- **Document extract**:
#####

[GIT PULL] Asymmetric keys fix for v6.4-rc5

Roberto Sassu roberto.sassu at huaweicloud.com
Fri Jun 2 17:52:29 UTC 2023


On Fri, 2023-06-02 at 13:38 -0400, Linus Torvalds wrote:
> On Fri, Jun 2, 2023 at 10:41 AM Roberto Sassu
> <roberto.sassu at huaweicloud.com> wrote:
> > sorry for this unusual procedure of me requesting a patch to be pulled.
> > I asked for several months the maintainers (David: asymmetric keys,
> > Jarkko: key subsystem) to pick my patch but without any luck.
> 
> Hmm.
> 
> The patch behind that tag looks sane to me, but this is not code I am
> hugely familiar with.
> 
> Who is the caller that passes in the public_key_signature data on the
> stack to public_key_verify_signature()? This may well be the right
> point to move it away from the stack in order to have a valid sg-list,
> but even if this patch is all good, it would be nice to have the call
> chain documented as part of the commit message.

#####

- **Stored items**:
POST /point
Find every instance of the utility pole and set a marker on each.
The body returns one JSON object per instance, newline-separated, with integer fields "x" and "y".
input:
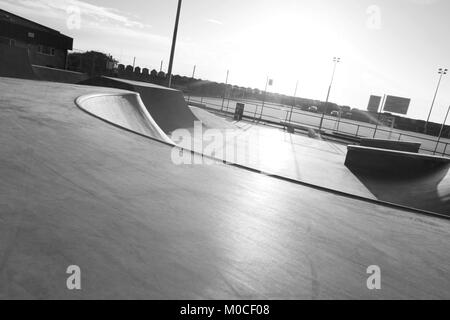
{"x": 264, "y": 99}
{"x": 441, "y": 73}
{"x": 225, "y": 91}
{"x": 336, "y": 60}
{"x": 293, "y": 104}
{"x": 442, "y": 130}
{"x": 379, "y": 113}
{"x": 174, "y": 42}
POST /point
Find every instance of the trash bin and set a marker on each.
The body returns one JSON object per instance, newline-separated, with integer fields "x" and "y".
{"x": 239, "y": 112}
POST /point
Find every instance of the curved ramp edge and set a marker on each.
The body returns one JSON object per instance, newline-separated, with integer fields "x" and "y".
{"x": 166, "y": 106}
{"x": 124, "y": 110}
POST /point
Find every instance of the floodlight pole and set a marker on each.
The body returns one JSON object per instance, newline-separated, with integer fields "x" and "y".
{"x": 336, "y": 60}
{"x": 379, "y": 110}
{"x": 174, "y": 42}
{"x": 264, "y": 99}
{"x": 225, "y": 91}
{"x": 442, "y": 129}
{"x": 293, "y": 104}
{"x": 441, "y": 72}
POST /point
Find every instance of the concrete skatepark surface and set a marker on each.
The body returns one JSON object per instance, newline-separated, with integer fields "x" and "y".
{"x": 167, "y": 107}
{"x": 125, "y": 110}
{"x": 76, "y": 190}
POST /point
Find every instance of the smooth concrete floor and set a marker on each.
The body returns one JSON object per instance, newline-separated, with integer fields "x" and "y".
{"x": 77, "y": 191}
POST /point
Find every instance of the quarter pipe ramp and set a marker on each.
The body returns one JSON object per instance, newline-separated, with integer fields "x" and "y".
{"x": 166, "y": 106}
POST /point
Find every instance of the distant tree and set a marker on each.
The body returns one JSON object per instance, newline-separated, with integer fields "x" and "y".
{"x": 92, "y": 62}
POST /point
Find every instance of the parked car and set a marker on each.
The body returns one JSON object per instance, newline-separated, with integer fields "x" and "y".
{"x": 335, "y": 113}
{"x": 312, "y": 109}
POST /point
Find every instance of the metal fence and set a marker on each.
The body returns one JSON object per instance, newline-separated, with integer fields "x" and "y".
{"x": 282, "y": 115}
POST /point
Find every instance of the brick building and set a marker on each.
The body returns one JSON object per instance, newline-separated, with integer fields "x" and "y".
{"x": 46, "y": 47}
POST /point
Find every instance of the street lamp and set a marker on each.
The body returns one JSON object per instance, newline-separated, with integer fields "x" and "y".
{"x": 336, "y": 60}
{"x": 293, "y": 103}
{"x": 441, "y": 73}
{"x": 174, "y": 42}
{"x": 440, "y": 133}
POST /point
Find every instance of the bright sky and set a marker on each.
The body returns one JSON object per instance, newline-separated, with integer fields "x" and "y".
{"x": 386, "y": 46}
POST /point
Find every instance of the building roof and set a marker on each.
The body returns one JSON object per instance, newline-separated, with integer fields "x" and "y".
{"x": 17, "y": 27}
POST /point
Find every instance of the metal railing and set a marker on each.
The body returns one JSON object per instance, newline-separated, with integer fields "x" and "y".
{"x": 280, "y": 115}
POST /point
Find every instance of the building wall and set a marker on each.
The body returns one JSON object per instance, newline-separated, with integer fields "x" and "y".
{"x": 55, "y": 60}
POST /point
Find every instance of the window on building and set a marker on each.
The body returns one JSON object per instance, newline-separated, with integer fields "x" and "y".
{"x": 46, "y": 50}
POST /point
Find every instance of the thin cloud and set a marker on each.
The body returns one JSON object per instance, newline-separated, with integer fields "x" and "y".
{"x": 214, "y": 21}
{"x": 58, "y": 8}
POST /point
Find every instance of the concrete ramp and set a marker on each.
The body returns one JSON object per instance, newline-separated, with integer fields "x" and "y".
{"x": 58, "y": 75}
{"x": 123, "y": 110}
{"x": 166, "y": 106}
{"x": 15, "y": 63}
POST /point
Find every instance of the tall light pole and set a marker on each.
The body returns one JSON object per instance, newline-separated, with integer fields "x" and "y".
{"x": 193, "y": 77}
{"x": 336, "y": 60}
{"x": 441, "y": 73}
{"x": 174, "y": 42}
{"x": 442, "y": 129}
{"x": 268, "y": 81}
{"x": 225, "y": 91}
{"x": 293, "y": 103}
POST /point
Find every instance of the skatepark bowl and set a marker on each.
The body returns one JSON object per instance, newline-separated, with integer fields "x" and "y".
{"x": 88, "y": 180}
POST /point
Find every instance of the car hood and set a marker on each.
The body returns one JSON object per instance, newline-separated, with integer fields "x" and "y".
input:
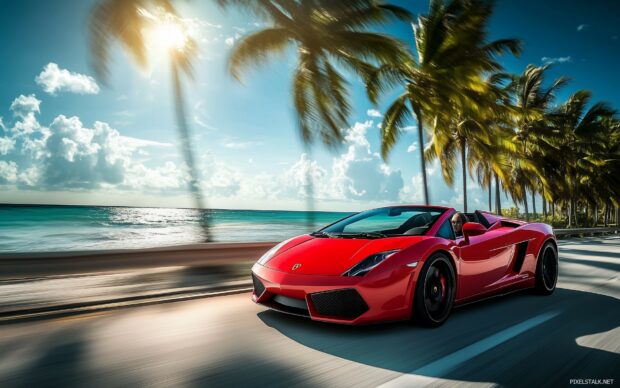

#####

- **Problems to work on**:
1. Please extract every line of the entries that contains the string "pole", treating uppercase and lowercase as different.
2. Write the next part of the mailing list message, beginning right after its final line.
The mailing list message and the entries have no connection to each other.

- **Task-by-task outputs**:
1.
Find every instance of the utility pole and set a marker on each.
Find every instance of the floodlight pole and set a marker on each.
Find every instance of the tall light pole and set a marker on each.

2.
Oh, it seems it was only in the first version of the patch:

https://lore.kernel.org/linux-kernel/20221104122023.1750333-1-roberto.sassu@huaweicloud.com/

Originally, the kernel panic was due to EVM, but I later found that IMA
Appraisal could have caused the same.

> > I signed the tag, but probably it would not matter, since my key is not
> > among your trusted keys.
> 
> It does matter - I do pull from people even without full chains, I
> just end up being a lot more careful, and I still want to see the
> signature for any future reference...

Ok, then it makes sense to push my key to a key server.

Thanks

Roberto

> DavidH, Herbert, please comment:
> 
> >   https://github.com/robertosassu/linux.git tags/asym-keys-fix-for-linus-v6.4-rc5
> 
> basically public_key_verify_signature() is passed that
> 
>      const struct public_key_signature *sig
> 
> as an argument, and currently does
> 
>         sg_init_table(src_sg, 2);
>         sg_set_buf(&src_sg[0], sig->s, sig->s_size);
>         sg_set_buf(&src_sg[1], sig->digest, sig->digest_size);
> 
> 
> on it which is *not* ok if the s->s and s->digest points to stack data
> that ends up not dma'able because of a virtually mapped stack.
> 
> The patch re-uses the allocation it already does for the key data, and
> it seems sane.
> 
> But again, this is not code I look at normally, so...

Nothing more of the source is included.